> _Directive_
Rewrite the lines of the listing starting with the line with "Category: grassy slope" and going on through the line with "(232, 1228)", keeping every line and shifting each point coordinate by adding 148 to both of its numbers. Cover only those lines.

[Items listed in a dataset]
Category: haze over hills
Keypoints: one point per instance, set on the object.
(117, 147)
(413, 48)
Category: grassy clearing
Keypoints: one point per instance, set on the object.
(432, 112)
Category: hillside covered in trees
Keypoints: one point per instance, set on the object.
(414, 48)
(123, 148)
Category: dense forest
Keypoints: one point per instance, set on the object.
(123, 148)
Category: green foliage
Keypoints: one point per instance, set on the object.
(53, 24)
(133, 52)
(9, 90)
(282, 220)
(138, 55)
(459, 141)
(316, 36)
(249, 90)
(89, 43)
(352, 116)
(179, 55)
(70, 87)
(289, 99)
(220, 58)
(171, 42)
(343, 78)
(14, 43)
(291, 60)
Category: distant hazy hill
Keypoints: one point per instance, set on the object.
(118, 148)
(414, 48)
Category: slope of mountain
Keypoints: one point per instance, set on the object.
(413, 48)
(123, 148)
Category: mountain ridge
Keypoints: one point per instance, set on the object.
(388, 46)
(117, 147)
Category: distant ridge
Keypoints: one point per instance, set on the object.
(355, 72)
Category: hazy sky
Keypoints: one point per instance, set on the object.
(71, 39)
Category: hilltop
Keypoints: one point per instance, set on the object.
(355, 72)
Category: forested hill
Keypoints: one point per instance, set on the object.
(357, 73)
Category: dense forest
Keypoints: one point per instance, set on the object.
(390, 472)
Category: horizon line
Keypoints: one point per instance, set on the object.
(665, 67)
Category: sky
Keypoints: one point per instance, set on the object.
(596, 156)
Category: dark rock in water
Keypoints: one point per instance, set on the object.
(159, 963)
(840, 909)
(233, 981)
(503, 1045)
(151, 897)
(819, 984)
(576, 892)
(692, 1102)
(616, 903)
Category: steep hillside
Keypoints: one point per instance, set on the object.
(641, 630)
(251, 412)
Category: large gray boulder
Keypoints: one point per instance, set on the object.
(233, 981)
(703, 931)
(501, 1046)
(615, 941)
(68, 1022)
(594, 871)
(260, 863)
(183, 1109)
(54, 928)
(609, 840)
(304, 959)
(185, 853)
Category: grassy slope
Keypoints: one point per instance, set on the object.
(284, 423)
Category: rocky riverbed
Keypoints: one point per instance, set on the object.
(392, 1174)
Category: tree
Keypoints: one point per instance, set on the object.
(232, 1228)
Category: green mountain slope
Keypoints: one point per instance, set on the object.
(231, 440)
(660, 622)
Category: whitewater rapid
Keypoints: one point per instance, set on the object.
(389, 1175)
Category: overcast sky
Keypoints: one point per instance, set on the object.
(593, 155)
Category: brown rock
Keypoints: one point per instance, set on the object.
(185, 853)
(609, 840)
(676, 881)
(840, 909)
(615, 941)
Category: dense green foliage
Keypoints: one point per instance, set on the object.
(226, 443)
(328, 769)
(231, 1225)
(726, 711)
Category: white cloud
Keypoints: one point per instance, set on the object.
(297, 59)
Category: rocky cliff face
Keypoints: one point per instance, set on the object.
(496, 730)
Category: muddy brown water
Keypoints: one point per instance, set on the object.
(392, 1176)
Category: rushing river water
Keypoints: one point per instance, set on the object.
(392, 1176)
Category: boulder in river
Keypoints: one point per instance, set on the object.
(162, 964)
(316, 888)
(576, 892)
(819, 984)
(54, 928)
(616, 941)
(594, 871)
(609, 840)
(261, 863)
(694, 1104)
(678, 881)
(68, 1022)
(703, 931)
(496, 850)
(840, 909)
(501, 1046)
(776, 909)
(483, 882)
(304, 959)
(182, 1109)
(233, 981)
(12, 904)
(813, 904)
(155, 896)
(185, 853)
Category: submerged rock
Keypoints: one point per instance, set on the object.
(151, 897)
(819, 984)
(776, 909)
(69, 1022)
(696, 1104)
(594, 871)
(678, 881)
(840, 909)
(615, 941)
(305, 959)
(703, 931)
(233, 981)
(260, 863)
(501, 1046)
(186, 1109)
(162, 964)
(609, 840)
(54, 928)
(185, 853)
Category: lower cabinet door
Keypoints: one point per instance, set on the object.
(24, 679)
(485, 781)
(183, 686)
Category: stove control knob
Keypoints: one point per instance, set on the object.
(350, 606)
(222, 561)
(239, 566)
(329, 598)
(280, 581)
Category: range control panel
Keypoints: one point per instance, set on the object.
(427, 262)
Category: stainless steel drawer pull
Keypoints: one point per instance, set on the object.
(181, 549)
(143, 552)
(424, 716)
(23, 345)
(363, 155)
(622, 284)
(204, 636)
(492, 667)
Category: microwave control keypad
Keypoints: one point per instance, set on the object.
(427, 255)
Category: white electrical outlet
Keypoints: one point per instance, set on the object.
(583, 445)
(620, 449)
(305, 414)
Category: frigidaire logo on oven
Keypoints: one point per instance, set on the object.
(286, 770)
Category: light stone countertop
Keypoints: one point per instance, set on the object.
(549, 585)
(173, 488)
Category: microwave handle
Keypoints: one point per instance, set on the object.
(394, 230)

> _Finished task_
Category: grassy slope
Keypoints: one point per instance, set on the object.
(432, 571)
Category: rocky riverbed
Keypoints: one point per instance, set on the object.
(540, 1322)
Category: tree
Keypoints: one point per instance, set on the object.
(380, 1376)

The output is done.